Task to complete:
Your task is to retype all of the records below with complete accuracy.
--------
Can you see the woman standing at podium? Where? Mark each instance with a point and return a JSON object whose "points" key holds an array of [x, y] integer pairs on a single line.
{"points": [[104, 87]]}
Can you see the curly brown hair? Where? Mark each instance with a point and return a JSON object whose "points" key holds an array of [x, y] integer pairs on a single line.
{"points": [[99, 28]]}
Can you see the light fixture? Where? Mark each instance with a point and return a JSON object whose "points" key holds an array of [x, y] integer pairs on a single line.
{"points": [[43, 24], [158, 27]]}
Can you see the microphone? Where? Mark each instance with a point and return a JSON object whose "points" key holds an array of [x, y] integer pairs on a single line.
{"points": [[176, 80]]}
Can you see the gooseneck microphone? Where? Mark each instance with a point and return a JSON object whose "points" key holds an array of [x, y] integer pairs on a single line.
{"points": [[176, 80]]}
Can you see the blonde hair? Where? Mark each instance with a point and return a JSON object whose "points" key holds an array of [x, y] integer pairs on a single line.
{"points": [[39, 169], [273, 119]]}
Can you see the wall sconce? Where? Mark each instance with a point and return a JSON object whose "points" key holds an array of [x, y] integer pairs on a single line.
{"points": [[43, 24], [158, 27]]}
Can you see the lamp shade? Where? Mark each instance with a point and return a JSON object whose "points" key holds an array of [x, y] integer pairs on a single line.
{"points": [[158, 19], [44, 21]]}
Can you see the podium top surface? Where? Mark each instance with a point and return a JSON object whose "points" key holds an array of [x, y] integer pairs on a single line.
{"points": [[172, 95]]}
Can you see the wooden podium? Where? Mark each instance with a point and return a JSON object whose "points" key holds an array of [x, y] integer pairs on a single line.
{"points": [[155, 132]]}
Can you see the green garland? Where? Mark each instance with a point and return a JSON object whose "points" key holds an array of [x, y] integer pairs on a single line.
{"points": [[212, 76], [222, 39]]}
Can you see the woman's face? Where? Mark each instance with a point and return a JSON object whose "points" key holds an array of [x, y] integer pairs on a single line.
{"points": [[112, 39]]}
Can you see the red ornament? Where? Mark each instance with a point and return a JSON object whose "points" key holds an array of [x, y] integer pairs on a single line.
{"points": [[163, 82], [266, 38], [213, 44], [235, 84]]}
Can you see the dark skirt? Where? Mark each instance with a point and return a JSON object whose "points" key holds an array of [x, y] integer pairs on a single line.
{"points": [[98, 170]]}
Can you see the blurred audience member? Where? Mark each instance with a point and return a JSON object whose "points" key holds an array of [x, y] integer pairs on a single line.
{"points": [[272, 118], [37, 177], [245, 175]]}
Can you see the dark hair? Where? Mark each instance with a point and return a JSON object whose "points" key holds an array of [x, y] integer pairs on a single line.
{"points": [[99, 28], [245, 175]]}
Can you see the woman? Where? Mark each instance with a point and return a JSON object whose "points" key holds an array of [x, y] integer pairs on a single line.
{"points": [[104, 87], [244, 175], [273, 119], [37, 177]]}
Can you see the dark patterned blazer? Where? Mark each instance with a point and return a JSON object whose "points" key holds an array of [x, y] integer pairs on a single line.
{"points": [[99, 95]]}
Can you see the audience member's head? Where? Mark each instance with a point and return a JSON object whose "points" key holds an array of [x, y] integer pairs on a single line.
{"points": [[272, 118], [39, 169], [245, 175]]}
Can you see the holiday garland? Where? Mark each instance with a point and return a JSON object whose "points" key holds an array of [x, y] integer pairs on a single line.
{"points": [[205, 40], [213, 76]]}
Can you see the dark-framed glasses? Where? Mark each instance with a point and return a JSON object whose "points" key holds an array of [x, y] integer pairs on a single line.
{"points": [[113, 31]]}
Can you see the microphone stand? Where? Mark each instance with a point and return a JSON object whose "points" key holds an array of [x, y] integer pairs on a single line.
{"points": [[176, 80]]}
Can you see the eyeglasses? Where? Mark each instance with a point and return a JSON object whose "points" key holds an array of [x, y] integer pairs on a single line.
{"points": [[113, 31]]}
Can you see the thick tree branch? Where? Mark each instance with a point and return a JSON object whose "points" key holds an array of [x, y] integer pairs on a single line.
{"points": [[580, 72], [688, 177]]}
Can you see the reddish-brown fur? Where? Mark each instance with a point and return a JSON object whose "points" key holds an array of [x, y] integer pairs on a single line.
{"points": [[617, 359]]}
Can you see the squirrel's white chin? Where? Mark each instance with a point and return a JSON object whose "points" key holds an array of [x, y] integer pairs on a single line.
--------
Task response:
Can you see the woman standing at podium? Where? Mark each instance with a point and return a JSON object whose "points" key holds an array of [x, y] integer pairs on a single line.
{"points": [[104, 87]]}
Can you see the curly brown hair? Where? Mark each instance with a point and return a JSON object whose "points" key holds an array of [x, y] integer pairs on a single line.
{"points": [[99, 28]]}
Can you see the light fixture? Where? Mark each instance with a point and return a JSON object whose "points" key holds an array of [x, y] integer pairs on a single line.
{"points": [[43, 24], [158, 27]]}
Can you see the microphone? Where? Mark each instance with a point and return a JSON object whose "points" key holds an array of [x, y] integer pairs on a single line.
{"points": [[176, 80]]}
Can you see the gooseneck microphone? Where? Mark each instance with a point and return a JSON object whose "points" key holds an array of [x, y] integer pairs on a single line.
{"points": [[176, 80]]}
Can you see the blonde hair? Where? Mark each instance with a point and return a JSON object whose "points" key holds an array of [x, y] integer pairs on a single line.
{"points": [[39, 169], [273, 119]]}
Can you see the wall sconce? Where? Mark each instance with a point and return a JSON object whose "points" key holds an array of [x, y] integer pairs on a single line.
{"points": [[43, 24], [158, 27]]}
Can you see the lamp shade? Where? Mark each instance with a point and return a JSON object whose "points" key holds an array of [x, y] integer pairs on a single line.
{"points": [[158, 19], [44, 21]]}
Can you see the podium top surface? Where? Mark each instance with a point and return a JSON object whose "points" key holds an array of [x, y] integer pairs on a single line.
{"points": [[172, 95]]}
Can you see the wooden podium? Where? Mark each instance with a point and return a JSON object whose "points" key holds an array of [x, y] integer pairs on a single line.
{"points": [[155, 132]]}
Can you see the green garland? Where? Mark each instance with a point and return a JSON object whose "points" key holds an array of [x, y] integer pairs on a single line.
{"points": [[212, 76], [222, 39]]}
Can you see the woman's face? Where? Mark each instance with a point and return a JSON object whose "points" key holds an array of [x, y] integer pairs on a single line.
{"points": [[112, 39]]}
Can you see the red ornament? Where? Mark each instance with a point and return a JSON object whose "points" key holds an array of [x, y] integer pairs on a single line.
{"points": [[163, 82], [266, 38], [213, 44], [235, 84]]}
Can you see the dark skirt? Where? Mark each instance with a point and return a JSON object whose "points" key holds an array of [x, y] integer pairs on a single line.
{"points": [[98, 170]]}
Can you see the blurred audience member? Where? Mark each instance with a point and return a JSON object whose "points" key holds an array of [x, y] integer pairs on a single line.
{"points": [[272, 118], [37, 177], [245, 175]]}
Can you see the dark hair? Where? Mark each instance with a point and return a JSON object whose "points" key holds an array of [x, y] integer pairs on a single line.
{"points": [[99, 28], [245, 175]]}
Can you see the woman? Where? Mark each instance with a point and return a JSON object whose "points" key holds an array of [x, y] integer pairs on a single line.
{"points": [[104, 87], [244, 175], [273, 119], [37, 177]]}
Can you see the dark patterned blazer? Where? Mark each instance with a point and return a JSON object whose "points" key holds an array of [x, y] integer pairs on a single line.
{"points": [[99, 95]]}
Can you see the audience member's head? Where? Mark each instance with a point and return a JSON object whose "points" key holds an array of [x, y] integer pairs on a single line.
{"points": [[272, 118], [39, 169], [245, 175]]}
Can you see the holiday garland? Where? Mark each instance with a point and return a JSON object whose "points" key holds an array of [x, y] integer pairs on a single line.
{"points": [[205, 40], [213, 76]]}
Can you see the dark-framed glasses? Where? Mark each instance with a point and return a JSON object whose "points" key holds an array of [x, y] integer pairs on a single line.
{"points": [[113, 31]]}
Can you see the microphone stand? Where? Mark each instance with a point and return a JSON object whose "points" key holds an array of [x, y] integer pairs on a single line.
{"points": [[176, 80]]}
Can you see the eyeglasses? Where? Mark each instance with a point and return a JSON object whose "points" key holds an array of [x, y] integer pairs on a single line.
{"points": [[113, 31]]}
Can you see the thick tree branch? Where? Mark each instance with a point and return a JSON object whose "points" key holds an array of [x, y] integer pairs on a single line.
{"points": [[580, 72], [688, 177]]}
Can you see the reddish-brown fur? Where? Mark each instance with a point and return a JSON object whose "points" key holds an array of [x, y] integer pairs on a single line.
{"points": [[617, 359]]}
Can you see the squirrel's white chin? Where? Mark each instance with a point and return a JSON object whose "points" key holds an array of [x, y] integer pairs on a single line.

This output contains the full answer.